Show every line of the material below that contains the word "pole", copying each such line in full.

::: LISTED ENTRIES

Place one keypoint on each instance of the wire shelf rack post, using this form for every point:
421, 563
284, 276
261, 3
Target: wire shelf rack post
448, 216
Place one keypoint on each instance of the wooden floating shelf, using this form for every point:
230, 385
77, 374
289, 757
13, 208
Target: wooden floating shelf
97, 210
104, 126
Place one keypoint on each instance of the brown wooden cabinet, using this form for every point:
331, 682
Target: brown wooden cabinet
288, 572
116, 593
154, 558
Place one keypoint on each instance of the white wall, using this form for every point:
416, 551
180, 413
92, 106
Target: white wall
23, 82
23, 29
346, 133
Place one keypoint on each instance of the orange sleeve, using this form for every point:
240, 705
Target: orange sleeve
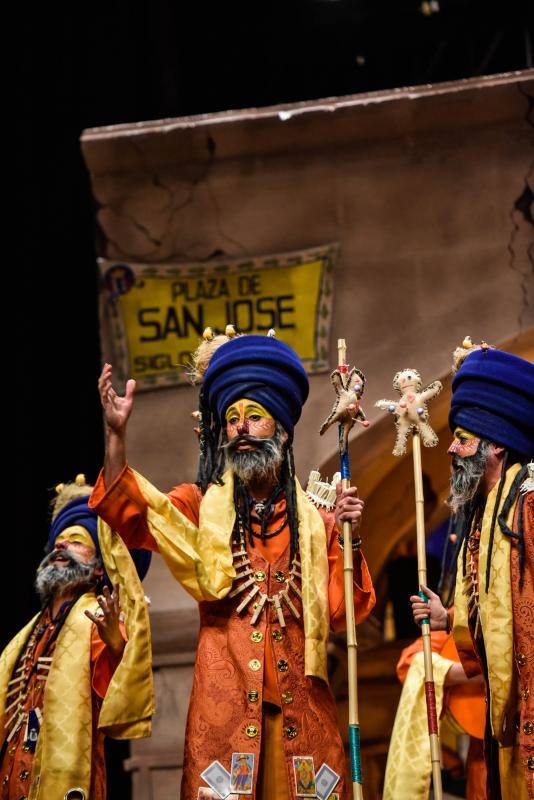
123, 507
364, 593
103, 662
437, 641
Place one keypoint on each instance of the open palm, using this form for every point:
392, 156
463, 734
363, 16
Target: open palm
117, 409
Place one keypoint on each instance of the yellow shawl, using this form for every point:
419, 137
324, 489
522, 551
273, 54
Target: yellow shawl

::::::
::: LISTED ENTRIES

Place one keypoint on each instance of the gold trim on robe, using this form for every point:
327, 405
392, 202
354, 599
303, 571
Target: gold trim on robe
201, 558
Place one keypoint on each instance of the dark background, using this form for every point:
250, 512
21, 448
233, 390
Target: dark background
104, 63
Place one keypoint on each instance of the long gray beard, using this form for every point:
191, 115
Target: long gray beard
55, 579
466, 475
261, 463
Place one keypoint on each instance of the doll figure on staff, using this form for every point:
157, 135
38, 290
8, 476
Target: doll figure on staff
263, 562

::::::
::: LISTED ENTRIES

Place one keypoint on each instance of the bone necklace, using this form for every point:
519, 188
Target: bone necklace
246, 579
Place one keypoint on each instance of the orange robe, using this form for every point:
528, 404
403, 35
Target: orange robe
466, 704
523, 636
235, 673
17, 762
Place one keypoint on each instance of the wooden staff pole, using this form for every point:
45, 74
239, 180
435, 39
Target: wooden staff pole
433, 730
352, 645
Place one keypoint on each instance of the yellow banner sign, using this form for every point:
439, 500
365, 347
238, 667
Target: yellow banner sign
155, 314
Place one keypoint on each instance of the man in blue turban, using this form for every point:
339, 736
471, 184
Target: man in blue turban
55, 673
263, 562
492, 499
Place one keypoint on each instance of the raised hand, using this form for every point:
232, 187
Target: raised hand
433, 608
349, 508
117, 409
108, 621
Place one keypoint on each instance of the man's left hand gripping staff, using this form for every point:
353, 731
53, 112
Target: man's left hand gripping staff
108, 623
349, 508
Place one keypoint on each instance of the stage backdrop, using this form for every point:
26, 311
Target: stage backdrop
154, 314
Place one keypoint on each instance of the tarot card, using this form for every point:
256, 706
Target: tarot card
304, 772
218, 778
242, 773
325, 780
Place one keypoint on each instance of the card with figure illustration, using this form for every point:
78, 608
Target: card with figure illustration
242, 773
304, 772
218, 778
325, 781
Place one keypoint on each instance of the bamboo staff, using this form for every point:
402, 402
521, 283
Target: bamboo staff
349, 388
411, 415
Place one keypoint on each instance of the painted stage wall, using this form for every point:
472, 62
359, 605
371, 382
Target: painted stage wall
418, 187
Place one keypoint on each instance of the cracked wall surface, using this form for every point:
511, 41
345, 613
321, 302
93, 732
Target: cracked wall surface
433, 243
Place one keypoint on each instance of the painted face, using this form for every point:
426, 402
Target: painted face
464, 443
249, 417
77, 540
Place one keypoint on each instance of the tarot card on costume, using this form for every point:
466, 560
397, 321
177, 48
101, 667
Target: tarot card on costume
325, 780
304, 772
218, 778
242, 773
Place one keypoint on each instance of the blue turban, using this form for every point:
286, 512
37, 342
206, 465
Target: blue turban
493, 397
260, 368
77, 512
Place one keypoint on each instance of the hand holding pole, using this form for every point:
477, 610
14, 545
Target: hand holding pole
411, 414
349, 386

::::::

▶ _THE ANSWER_:
Place one keypoint on each instance of the wooden staff pole, using this form for every point:
Target: wooden staff pole
Place one keypoint on each instance of the hand holding pole, using this form for every point:
Target: hand holding pole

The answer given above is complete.